TEKST |
○ ○ ○ ○

Overslaan en naar de inhoud gaan

CPVT (Catecholaminerge polymorfe ventriculaire tachycardie)

Iemand met catecholaminerge polymorfe ventriculaire tachycardie (CPVT) kan problemen hebben met het hart. Het hart kan te snel en onregelmatig slaan. Dat gebeurt bij inspanning of bij stress. Daarom is het belangrijk dat iemand zich niet teveel inspant. 

De ziekte ontstaat door een foutje in een gen. Bij de helft van de mensen met CPVT die zich laten onderzoeken, wordt een foutje in een gen gevonden. Niet iedereen met CVPT heeft klachten. De klachten beginnen meestal op kinderleeftijd. Als het hart te snel en onregelmatig slaat, kan een kind duizelig worden en flauwvallen. Als het heel ernstig is, kan iemand plotseling doodgaan.

○ ○ ○ ○

JOUW OPDRACHT | Geef de volledige tekst over CPVT hierboven letterlijk weer.

GEGEVENSFRAGMENTEN |
○ ○ ○ ○

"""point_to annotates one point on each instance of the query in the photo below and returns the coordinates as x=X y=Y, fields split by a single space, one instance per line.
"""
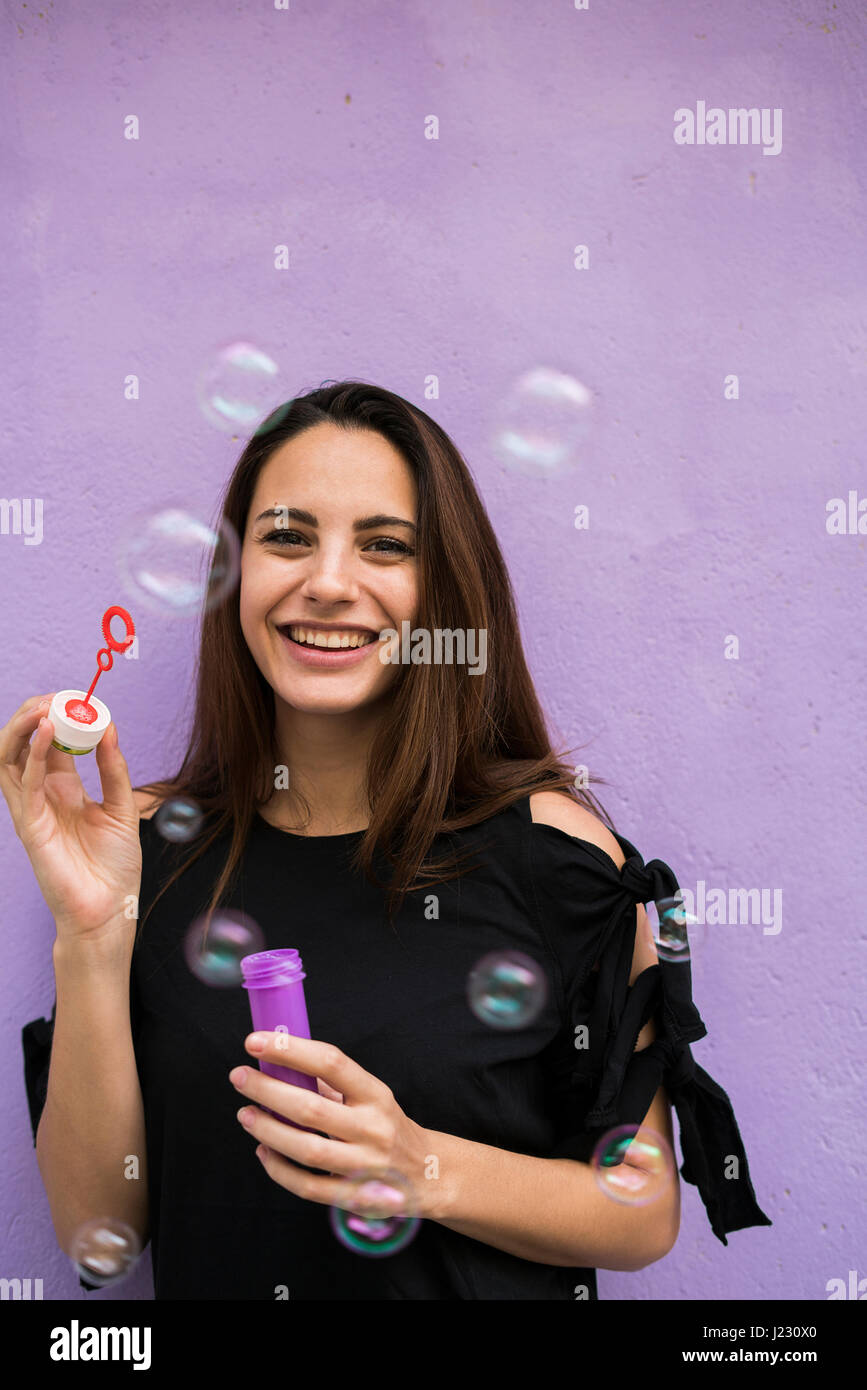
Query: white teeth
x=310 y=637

○ ○ ○ ○

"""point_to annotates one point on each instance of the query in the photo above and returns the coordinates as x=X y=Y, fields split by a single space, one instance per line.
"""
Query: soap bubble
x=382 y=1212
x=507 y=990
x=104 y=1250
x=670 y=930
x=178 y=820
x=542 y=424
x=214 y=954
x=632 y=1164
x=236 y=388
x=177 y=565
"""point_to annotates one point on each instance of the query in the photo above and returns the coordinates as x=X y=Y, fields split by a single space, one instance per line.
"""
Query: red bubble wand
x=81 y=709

○ ○ ○ ○

UITGEWERKTE OPLOSSING |
Overslaan en naar de inhoud gaan

CPVT (Catecholaminerge polymorfe ventriculaire tachycardie)

Iemand met catecholaminerge polymorfe ventriculaire tachycardie (CPVT) kan problemen hebben met het hart. Het hart kan te snel en onregelmatig slaan. Dat gebeurt bij inspanning of bij stress. Daarom is het belangrijk dat iemand zich niet teveel inspant. 

De ziekte ontstaat door een foutje in een gen. Bij de helft van de mensen met CPVT die zich laten onderzoeken, wordt een foutje in een gen gevonden. Niet iedereen met CVPT heeft klachten. De klachten beginnen meestal op kinderleeftijd. Als het hart te snel en onregelmatig slaat, kan een kind duizelig worden en flauwvallen. Als het heel ernstig is, kan iemand plotseling doodgaan.